[DATA SUPPLIED]
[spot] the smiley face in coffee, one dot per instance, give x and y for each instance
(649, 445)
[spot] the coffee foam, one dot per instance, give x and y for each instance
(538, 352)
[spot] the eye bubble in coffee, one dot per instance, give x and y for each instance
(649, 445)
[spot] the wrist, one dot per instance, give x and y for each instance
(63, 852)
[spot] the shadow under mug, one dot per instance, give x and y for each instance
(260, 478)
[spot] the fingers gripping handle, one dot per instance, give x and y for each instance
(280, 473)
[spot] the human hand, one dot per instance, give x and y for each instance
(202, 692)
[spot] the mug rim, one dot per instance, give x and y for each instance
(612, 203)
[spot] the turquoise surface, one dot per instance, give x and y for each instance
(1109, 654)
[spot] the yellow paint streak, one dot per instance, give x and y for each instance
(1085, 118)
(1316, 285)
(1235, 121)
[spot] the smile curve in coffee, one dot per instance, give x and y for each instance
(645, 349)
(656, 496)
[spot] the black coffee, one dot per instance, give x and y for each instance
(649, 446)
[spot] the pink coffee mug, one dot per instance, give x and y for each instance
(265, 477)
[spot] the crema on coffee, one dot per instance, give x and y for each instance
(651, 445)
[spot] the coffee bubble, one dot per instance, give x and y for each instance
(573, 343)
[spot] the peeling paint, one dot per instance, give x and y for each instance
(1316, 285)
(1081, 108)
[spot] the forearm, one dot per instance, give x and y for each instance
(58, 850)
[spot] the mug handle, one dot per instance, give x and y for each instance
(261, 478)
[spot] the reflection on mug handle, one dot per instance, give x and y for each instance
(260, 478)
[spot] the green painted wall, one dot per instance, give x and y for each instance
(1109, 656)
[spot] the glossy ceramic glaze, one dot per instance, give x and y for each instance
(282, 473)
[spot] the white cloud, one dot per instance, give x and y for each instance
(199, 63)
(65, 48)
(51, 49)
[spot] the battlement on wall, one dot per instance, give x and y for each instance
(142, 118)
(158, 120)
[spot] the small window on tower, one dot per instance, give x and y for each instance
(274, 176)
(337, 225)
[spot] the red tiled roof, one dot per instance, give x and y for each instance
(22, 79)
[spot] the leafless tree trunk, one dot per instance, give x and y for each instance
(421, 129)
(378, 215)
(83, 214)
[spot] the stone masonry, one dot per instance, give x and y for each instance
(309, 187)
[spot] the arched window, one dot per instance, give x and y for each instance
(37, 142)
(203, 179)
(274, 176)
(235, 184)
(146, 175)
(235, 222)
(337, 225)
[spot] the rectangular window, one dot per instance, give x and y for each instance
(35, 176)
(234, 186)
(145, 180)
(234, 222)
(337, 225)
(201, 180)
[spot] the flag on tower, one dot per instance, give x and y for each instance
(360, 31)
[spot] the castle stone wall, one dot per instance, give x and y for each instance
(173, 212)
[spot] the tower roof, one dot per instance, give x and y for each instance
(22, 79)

[TASK OBJECTIVE] Please reproduce each line exactly as written.

[ANSWER TO THE PROBLEM]
[spot] the smiley face in coffee, one dot per instance, give x and y for each instance
(649, 445)
[spot] the coffee foam, one dot per instance, give x and y for each instance
(538, 352)
[spot] the eye bubble in coffee, one dot per instance, give x and y for each instance
(649, 445)
[spot] the wrist, one dot per instance, give x and y for each instance
(63, 852)
[spot] the shadow under mug, one dot per instance, give x and y for each instance
(260, 478)
[spot] the fingers gripping handle, one dot per instance, give x and y for each instance
(280, 473)
[spot] the human hand, one dot per instance, give x and y for each instance
(202, 692)
[spot] the mug rim, one dot per instance, give x and y for each instance
(612, 203)
[spot] the turquoise surface, one dot per instance, give x and y for each instance
(1109, 654)
[spot] the yellow paint streak, one dot per instance, give x and y for each instance
(1085, 118)
(1316, 285)
(1235, 121)
[spot] the smile curve in coffee, one dot per instance, give x and y for each instance
(645, 349)
(656, 496)
[spot] the black coffee, one dot per instance, give x and y for each instance
(649, 446)
[spot] the pink coffee mug, one dot per instance, give x and y for each instance
(265, 477)
[spot] the crema on coffee, one dot per instance, give x and y for each instance
(651, 445)
[spot] the coffee bubble, one dot per instance, give x and y for each instance
(573, 343)
[spot] the peeling paint, one dot per instance, give x and y for each instance
(1316, 285)
(1081, 108)
[spot] the forearm, one dot per instance, give x and y for each instance
(58, 850)
[spot] the mug handle, one dot per instance, give x and y for each instance
(261, 478)
[spot] the reflection on mug handle, one dot per instance, give x and y for each instance
(260, 478)
[spot] the green painted wall, one dot per instance, give x and y for each instance
(1109, 656)
[spot] the glossy ceramic glaze, one dot per instance, give x and y for each instance
(282, 473)
[spot] the white cloud, one dot per instance, give x and y for each instance
(199, 63)
(65, 48)
(51, 49)
[spot] the battlement on wall, one dot per instance, give x and y for each instance
(142, 118)
(158, 120)
[spot] the small window on tower, one dot per instance, give x and y for each instance
(274, 176)
(337, 225)
[spot] the red tiled roof, one dot per instance, give x and y for each instance
(22, 79)
[spot] the leafless tree trunk, one dot per instance, give x and y for each instance
(421, 129)
(378, 215)
(83, 214)
[spot] the stone masonry, one dot per instance, give x and y for each instance
(309, 187)
[spot] the arched window, one dot per instance, give x and y for each instance
(37, 142)
(203, 179)
(274, 176)
(235, 184)
(146, 175)
(235, 222)
(337, 225)
[spot] the rectangular window, one dot per instance, give x and y for each instance
(35, 176)
(234, 186)
(145, 180)
(234, 222)
(337, 225)
(201, 180)
[spot] the flag on tower, one dot per instance, give x and y for each instance
(360, 31)
[spot] the castle stone wall, one dot per instance, give x and y for each instance
(173, 212)
[spot] the tower roof, one dot per instance, give x and y for each instance
(22, 79)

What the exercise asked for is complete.